Document segment -
● ● ●

Stefanie and Jonathan, along with Brie their beagle, made the move in July to their new home in West Bloomfield. Now the Director of NEXTGen Detroit since August, and leading her team though the end of summer programming, planning for the new year and the rush of the holiday season, Stefanie is settling in and energized for what lays ahead.
“The level of excitement and dedication for the work we do here is incredible. I’m motivated and inspired by the great NEXTGen Detroit team and feel very lucky to work alongside them. I think our office environment here, particularly the NEXTGen Detroit department, is so full of energy and so fun to be a part of. And I really believe we have some of the most passionate, dedicated, knowledgeable and creative professionals in any organization.”
Stefanie and Jonathan are really enjoying checking out what’s new downtown, trying out restaurants and talking walks along the Riverfront and through Campus Martius Park.

● ● ●

Tasks to carry out -
1 > According to the profile, in what month did Stefanie become Director of NEXTGen Detroit?
2 > Please transcribe everything in the profile from "Stefanie and Jonathan, along" down to "what lays ahead.".

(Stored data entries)
● ● ●

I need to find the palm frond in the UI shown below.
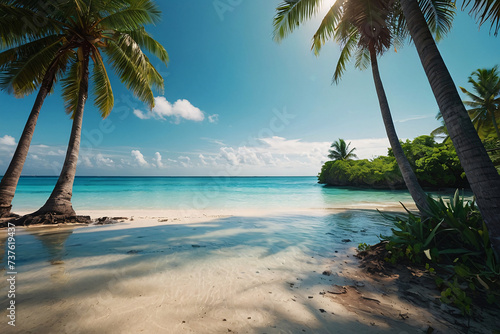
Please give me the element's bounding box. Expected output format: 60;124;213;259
97;0;161;30
354;48;371;70
105;40;154;108
332;27;359;83
0;41;61;97
119;27;169;65
418;0;456;41
62;54;83;114
273;0;322;42
0;1;62;49
92;49;114;118
463;0;500;36
311;0;345;55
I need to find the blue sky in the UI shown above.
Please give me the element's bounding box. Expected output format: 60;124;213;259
0;0;500;176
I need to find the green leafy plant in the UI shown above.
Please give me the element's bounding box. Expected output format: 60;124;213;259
358;242;371;252
380;190;500;315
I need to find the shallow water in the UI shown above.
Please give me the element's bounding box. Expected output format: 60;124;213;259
0;210;402;333
13;177;430;211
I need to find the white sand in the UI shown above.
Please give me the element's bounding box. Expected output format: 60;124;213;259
0;210;486;333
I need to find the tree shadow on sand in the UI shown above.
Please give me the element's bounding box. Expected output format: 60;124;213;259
0;210;492;333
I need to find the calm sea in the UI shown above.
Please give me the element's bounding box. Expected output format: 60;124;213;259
7;177;430;210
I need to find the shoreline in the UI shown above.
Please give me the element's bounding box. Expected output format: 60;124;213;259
0;206;494;333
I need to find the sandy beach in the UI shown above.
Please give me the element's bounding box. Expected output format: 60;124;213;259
0;209;496;333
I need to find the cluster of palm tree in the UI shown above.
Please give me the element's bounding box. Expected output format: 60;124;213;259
0;0;168;217
328;138;358;161
431;66;500;141
274;0;500;256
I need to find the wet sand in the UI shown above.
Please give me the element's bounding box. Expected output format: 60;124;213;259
0;207;494;333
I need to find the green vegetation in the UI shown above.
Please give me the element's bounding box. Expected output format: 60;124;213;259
274;0;454;212
380;190;500;315
0;0;168;216
328;138;357;160
318;136;467;189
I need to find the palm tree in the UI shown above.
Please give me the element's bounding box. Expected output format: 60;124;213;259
431;112;450;142
399;0;500;257
328;138;357;161
0;0;74;217
274;0;447;213
0;0;168;222
460;66;500;139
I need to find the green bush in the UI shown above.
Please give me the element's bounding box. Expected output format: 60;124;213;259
380;190;500;314
318;136;468;189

● ● ●

In response -
1 > August

2 >
Stefanie and Jonathan, along with Brie their beagle, made the move in July to their new home in West Bloomfield. Now the Director of NEXTGen Detroit since August, and leading her team though the end of summer programming, planning for the new year and the rush of the holiday season, Stefanie is settling in and energized for what lays ahead.